_Excerpted passage_:
===============

WCX-HILIC middle-down MS is a sensitive technique. Good signal can be obtained from 1ug of digested purified H3 and H4 tails on LTQ-ion trap using WCX-HILIC. The dynamic range and sensitivity will depend on your mass spectrometer and quality of chromatography. According to Coon et al, the reversed phase LC – Middle-down MS analysis of histone H4(1-23) modified forms should have a linear dynamic range for modified forms 1:100 in terms of peak intensity (1 fmol of a modified form can be detected in the presence of 10 pmol of other forms), and a dynamic range of 1:10,000 (Phanstiel et al., 2008). The number of combinatorial modifications detected from butyrate (a histone deacetylation inhibitor) treated HeLa cells using the WCX-HILIC was 70 for H4, over 200 forms of H3.2. The most highly modified form of histone H3 had five acetylation sites and two methylation sites (Young et al., 2009). The number of modified forms of H4 that can be detected using reversed phase chromatography is similar to the number detected using WCX-HILIC.

Top-down MS

All histone family members can be analyzed by Top-down MS. If the histone family members are not separated further then the most abundant modified forms will be detected. For H4 there are usually 13 peaks corresponding to most abundant forms, for H3 there are many more. The standard Top-down infusion experiment can be done with 10μg of sample, however, more sample is better because there are more chances to analyze less abundant forms. The sensitivity depends on instrumentation.

Time Considerations

Purification and separation of histone family members (1.5 days)

Isolation of nuclei from mammalian cell lines and acid extraction of histones from them takes one day (approximately 5 hours of bench work, including incubation and precipitation steps).

The total amount of time needed to finish separating the histone family members using reversed phase chromatography is approximately 3.5 hours. This includes: one hour to run a blank run to clean the column, and 15 minutes to equilibrate the column after the blank run, two hours to resolve the histones and finally one hour to dry the samples in the centrifugal vacuum concentrator (this depends on the efficiency of your system).

Middle-down mass spectrometry of one histone family member (2 days)

The preparatory steps for Middle-down MS (digestion and de-salting) takes approximately 7 hours for histone H4 and 8 hours for histone H3 (the extra time comes from having to run a reversed-phase gradient to purify the N-terminal tail of H3). Collecting data on the mass spectrometer takes 1.5 hours for the reverse-phase separation of modified forms of histone H4, and 5 hours to resolve the modified forms of histone H3 by WCX-HILIC. The reversed phase chromatography method requires an extra 30 minutes for column equilibration and sample loading, and the WCX-HILIC method requires 60 extra minutes for sample loading and column equilibration.

Top-down mass spectrometry of one histone family member (1 day)

Preparing the mass spectrometer for Top-down MS, including tuning the ion optics, warming the ETD reagent ion source, and switching to an infusion system takes around one hour. The amount of time required to analyze one histone family member depends on the number of isoforms of the protein that are detected. For histone H4 there are around 14 abundant forms, to collect MS2 for every form would take around 1.5 hours.

Data analysis (1-2 days)

A typical run using commercial or opensource database searching software takes a few minutes for Top-down and for Middle-down analysis of one protein. Confirming the results from these analyses can take several hours. Analyzing MS2 data by hand will take much longer.

Packing analytical columns (0.5 day)

Analytical columns (15 cm) should finish packing within 1-2 hours if they are not clogged. Conditioning the columns using two one-hour HPLC gradients takes another 2 hours.

===============

_What this task involves_: Quote the histone mass spectrometry passage from "Time Considerations" up to and including "member (2 days)". Rely only on the histone mass spectrometry passage.

(Image point grounding entries)
===============

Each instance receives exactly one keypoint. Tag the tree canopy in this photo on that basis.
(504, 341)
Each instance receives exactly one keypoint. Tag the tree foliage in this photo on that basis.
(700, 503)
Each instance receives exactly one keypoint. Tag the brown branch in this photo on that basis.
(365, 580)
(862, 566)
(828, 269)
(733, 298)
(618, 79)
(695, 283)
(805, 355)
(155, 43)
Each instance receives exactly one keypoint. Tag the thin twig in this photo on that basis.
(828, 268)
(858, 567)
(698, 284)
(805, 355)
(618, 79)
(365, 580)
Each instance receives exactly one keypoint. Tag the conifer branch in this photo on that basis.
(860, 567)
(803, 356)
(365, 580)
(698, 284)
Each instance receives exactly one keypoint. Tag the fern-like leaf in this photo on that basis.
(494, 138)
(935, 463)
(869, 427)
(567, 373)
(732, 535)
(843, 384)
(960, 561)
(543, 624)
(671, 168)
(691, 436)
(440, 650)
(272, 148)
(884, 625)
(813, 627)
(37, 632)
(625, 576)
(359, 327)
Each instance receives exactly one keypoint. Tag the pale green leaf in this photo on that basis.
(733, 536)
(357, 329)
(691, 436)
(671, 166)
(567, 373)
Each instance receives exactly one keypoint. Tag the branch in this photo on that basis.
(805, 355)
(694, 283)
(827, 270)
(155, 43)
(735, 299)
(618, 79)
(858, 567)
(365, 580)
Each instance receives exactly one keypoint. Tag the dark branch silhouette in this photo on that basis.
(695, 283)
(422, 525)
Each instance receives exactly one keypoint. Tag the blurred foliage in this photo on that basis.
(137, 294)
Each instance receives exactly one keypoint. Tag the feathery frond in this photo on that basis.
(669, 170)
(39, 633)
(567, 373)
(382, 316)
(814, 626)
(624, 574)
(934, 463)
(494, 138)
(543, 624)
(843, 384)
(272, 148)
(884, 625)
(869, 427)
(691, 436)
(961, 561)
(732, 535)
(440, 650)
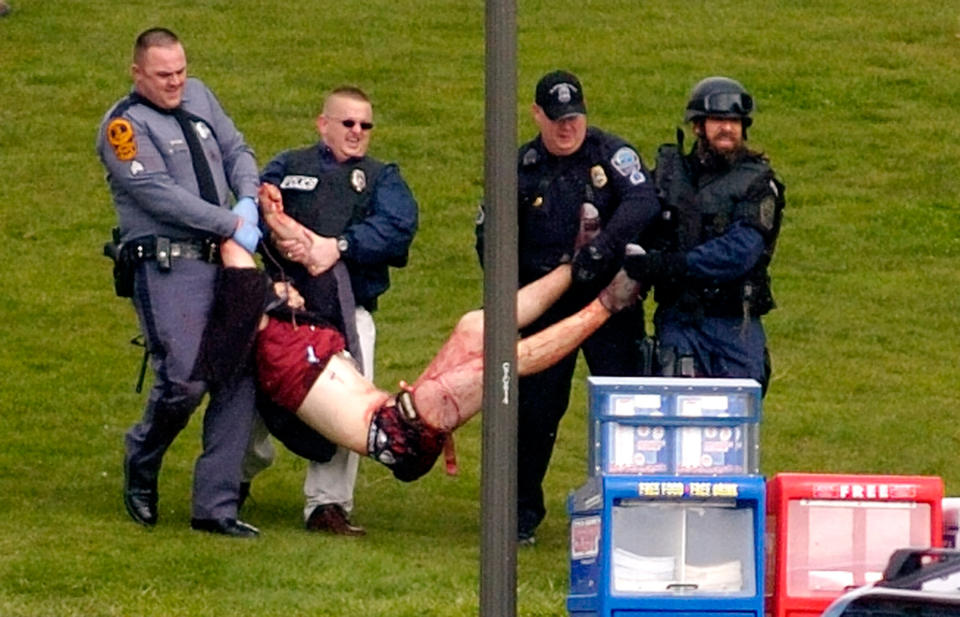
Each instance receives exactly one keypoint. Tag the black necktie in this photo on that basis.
(208, 190)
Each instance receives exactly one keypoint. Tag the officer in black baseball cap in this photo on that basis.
(582, 195)
(559, 95)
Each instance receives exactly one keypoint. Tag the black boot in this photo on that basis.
(140, 494)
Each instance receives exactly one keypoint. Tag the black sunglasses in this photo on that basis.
(366, 126)
(728, 102)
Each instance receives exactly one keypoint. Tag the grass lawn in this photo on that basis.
(856, 108)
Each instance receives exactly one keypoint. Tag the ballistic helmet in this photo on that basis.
(719, 97)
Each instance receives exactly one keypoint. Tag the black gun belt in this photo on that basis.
(145, 249)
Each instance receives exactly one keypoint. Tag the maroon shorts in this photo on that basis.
(289, 359)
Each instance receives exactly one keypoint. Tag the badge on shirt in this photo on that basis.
(530, 157)
(358, 180)
(598, 177)
(121, 138)
(298, 183)
(202, 130)
(627, 162)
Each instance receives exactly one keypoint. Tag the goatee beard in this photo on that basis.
(711, 158)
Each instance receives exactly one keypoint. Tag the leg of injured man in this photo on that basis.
(407, 431)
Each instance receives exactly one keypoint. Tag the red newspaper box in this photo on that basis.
(827, 533)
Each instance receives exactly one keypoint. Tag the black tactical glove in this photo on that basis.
(594, 263)
(655, 266)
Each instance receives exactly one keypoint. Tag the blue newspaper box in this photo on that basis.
(678, 426)
(645, 546)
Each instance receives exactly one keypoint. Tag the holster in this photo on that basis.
(124, 265)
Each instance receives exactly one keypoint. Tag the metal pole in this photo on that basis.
(498, 550)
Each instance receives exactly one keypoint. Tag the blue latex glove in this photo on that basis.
(246, 207)
(248, 236)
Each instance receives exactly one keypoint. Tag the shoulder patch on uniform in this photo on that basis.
(768, 211)
(598, 177)
(627, 162)
(299, 183)
(120, 136)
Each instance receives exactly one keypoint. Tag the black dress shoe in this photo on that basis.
(141, 506)
(225, 527)
(243, 494)
(141, 502)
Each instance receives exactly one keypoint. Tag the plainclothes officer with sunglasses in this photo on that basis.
(367, 217)
(722, 211)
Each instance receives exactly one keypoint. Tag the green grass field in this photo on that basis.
(856, 110)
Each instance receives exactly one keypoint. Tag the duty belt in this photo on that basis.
(163, 249)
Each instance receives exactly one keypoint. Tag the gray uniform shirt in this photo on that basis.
(151, 176)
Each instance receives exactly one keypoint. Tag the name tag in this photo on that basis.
(299, 183)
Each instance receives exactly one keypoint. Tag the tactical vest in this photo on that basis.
(702, 210)
(327, 201)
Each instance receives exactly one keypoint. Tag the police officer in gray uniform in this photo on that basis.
(173, 157)
(710, 254)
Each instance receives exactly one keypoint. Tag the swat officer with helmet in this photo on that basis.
(582, 195)
(722, 209)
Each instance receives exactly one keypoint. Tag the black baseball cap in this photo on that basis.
(560, 95)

===============

_Exercise solution_:
Time Considerations

Purification and separation of histone family members (1.5 days)

Isolation of nuclei from mammalian cell lines and acid extraction of histones from them takes one day (approximately 5 hours of bench work, including incubation and precipitation steps).

The total amount of time needed to finish separating the histone family members using reversed phase chromatography is approximately 3.5 hours. This includes: one hour to run a blank run to clean the column, and 15 minutes to equilibrate the column after the blank run, two hours to resolve the histones and finally one hour to dry the samples in the centrifugal vacuum concentrator (this depends on the efficiency of your system).

Middle-down mass spectrometry of one histone family member (2 days)